▶ [Source]
Aegis Orchestrator
Deployment

Edge Relay Deployment

Deploy the Relay Coordinator service for self-hosted AEGIS — pod manifest, ingress, h2c reverse-proxy configuration, certificates, and bootstrap.

Edge Relay Deployment

The Relay Coordinator is the SaaS-facing process that brokers connections between edge daemons and the rest of AEGIS. On myzaru.com it runs at relay.myzaru.com. Self-hosted operators can deploy their own Relay Coordinator when they want a multi-tenant relay separate from their cluster controller — for instance, when running multiple isolated tenant fleets behind a single ingress.

This page covers:

  1. Whether you need a Relay at all.
  2. The pod manifest and configuration.
  3. Ingress (Caddy h2c reverse-proxy).
  4. DNS and certificates.
  5. Bootstrap (Keycloak client, OpenBao secrets).
  6. Smoke testing.

Do you need a Relay Coordinator?

Deployment shapeNeed a Relay?
Single-node OSS controller, small orgNo. Edge daemons connect directly to your controller's port 50056.
Multi-node OSS cluster, single tenantNo. Same as above — controller co-hosts edge enrollment.
Self-hosted multi-tenant SaaS-style deploymentYes. A dedicated Relay slices fleet routing per tenant cleanly.
myzaru.com SaaSYes (already deployed).

If you don't deploy a Relay, the controller's existing NodeClusterService accepts edge enrollments and stream connections alongside its existing worker membership traffic. The Relay is a deployment of the same code, not a different code path. You opt into it when you need horizontal scaling or stricter tenant isolation than co-locating with the controller provides.


Pod manifest

The Relay runs as a separate pod under your platform-deployment Podman setup. The canonical manifest lives at podman/pods/relay-coordinator/pod-relay-coordinator.yaml.

▶ [Records for this exercise]
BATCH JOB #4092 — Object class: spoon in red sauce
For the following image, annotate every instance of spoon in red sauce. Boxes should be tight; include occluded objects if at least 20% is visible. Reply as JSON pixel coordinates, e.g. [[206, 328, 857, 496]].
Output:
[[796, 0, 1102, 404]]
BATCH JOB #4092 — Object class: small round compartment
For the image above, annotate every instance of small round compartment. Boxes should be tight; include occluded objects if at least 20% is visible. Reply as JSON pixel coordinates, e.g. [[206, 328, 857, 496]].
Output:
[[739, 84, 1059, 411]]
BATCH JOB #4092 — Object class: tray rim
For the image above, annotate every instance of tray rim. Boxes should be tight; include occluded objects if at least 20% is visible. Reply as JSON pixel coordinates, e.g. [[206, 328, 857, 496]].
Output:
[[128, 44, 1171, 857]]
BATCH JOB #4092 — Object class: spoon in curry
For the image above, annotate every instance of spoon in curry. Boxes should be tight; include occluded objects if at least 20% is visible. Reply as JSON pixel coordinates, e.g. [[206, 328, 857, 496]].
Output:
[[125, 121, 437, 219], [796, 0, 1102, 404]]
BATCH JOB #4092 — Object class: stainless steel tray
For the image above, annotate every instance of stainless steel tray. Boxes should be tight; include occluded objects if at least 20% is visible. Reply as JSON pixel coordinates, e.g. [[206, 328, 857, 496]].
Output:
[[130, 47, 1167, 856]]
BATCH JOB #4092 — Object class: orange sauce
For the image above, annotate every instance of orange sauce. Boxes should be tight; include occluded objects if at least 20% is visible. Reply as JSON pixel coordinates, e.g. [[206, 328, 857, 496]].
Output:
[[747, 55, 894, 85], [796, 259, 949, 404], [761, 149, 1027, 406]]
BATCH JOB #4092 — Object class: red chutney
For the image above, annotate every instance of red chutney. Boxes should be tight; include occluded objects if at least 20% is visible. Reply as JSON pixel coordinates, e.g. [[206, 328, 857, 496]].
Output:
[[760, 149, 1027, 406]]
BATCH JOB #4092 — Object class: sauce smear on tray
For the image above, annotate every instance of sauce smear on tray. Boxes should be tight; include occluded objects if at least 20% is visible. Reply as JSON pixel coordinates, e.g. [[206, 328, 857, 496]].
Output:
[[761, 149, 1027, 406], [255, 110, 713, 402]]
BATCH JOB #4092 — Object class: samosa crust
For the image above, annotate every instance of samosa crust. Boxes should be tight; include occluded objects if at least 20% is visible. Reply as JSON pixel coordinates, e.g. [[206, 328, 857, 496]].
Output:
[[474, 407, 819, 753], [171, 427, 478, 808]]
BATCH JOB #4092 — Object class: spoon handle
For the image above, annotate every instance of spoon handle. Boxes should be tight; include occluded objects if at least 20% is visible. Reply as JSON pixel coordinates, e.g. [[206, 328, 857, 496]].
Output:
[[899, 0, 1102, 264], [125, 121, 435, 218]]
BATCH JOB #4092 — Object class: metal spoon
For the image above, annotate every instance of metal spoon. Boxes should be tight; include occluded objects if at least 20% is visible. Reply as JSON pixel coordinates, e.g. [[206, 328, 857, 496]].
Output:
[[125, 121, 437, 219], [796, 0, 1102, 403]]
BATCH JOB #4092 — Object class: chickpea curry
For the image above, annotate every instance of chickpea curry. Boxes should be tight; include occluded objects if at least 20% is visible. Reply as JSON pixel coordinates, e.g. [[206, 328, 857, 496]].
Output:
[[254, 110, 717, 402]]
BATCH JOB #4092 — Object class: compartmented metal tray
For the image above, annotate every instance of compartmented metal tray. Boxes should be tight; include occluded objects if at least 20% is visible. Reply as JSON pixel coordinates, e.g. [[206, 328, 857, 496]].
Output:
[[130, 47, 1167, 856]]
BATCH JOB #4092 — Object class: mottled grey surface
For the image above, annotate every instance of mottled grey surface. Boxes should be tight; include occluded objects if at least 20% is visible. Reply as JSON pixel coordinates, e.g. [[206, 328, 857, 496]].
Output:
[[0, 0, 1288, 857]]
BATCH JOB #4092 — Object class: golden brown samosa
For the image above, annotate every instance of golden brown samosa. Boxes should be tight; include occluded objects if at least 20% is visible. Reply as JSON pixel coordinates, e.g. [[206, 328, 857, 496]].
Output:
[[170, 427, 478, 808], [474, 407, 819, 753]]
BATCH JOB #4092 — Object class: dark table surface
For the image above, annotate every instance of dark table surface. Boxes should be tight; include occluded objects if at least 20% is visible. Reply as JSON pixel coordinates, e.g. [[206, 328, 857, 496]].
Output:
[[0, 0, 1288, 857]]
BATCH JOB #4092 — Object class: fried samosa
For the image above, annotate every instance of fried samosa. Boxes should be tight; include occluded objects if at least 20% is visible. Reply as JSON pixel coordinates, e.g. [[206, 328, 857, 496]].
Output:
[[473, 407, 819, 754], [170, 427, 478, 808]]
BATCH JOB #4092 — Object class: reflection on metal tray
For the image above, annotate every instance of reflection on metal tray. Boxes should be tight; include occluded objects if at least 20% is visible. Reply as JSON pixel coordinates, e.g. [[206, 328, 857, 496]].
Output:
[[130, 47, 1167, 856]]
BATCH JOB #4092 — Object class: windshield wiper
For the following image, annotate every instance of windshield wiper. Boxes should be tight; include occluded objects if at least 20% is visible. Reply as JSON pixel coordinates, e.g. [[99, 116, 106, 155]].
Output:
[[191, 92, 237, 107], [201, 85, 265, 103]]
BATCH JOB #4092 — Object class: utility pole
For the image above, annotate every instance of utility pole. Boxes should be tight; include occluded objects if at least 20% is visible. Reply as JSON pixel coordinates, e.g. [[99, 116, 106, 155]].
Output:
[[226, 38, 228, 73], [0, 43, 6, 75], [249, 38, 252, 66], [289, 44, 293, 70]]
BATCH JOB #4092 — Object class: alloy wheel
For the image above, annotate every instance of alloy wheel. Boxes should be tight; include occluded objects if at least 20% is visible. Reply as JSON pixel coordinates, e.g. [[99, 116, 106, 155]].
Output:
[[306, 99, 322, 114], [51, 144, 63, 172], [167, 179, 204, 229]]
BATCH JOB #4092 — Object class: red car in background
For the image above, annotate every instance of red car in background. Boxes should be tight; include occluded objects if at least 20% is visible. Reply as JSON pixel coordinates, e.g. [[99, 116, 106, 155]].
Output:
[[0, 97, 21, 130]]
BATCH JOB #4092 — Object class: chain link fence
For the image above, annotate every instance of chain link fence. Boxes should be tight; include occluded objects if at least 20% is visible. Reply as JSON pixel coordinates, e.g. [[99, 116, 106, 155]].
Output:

▶ [Problems to work on]
1. Write out the stretch of the deployment page from "Aegis Orchestrator" through "Relay at all.", word for word.
2. From the records, extract the stretch from the line containing "BATCH JOB #4092 — Object class: chickpea" through the line containing "[[254, 110, 717, 402]]", both included, and reproduce those lines verbatim.
The deployment page and the records come from separate, unrelated sources.

▶ [The answers]
1.
Aegis Orchestrator
Deployment

Edge Relay Deployment

Deploy the Relay Coordinator service for self-hosted AEGIS — pod manifest, ingress, h2c reverse-proxy configuration, certificates, and bootstrap.

Edge Relay Deployment

The Relay Coordinator is the SaaS-facing process that brokers connections between edge daemons and the rest of AEGIS. On myzaru.com it runs at relay.myzaru.com. Self-hosted operators can deploy their own Relay Coordinator when they want a multi-tenant relay separate from their cluster controller — for instance, when running multiple isolated tenant fleets behind a single ingress.

This page covers:

  1. Whether you need a Relay at all.

2.
BATCH JOB #4092 — Object class: chickpea curry
For the image above, annotate every instance of chickpea curry. Boxes should be tight; include occluded objects if at least 20% is visible. Reply as JSON pixel coordinates, e.g. [[206, 328, 857, 496]].
Output:
[[254, 110, 717, 402]]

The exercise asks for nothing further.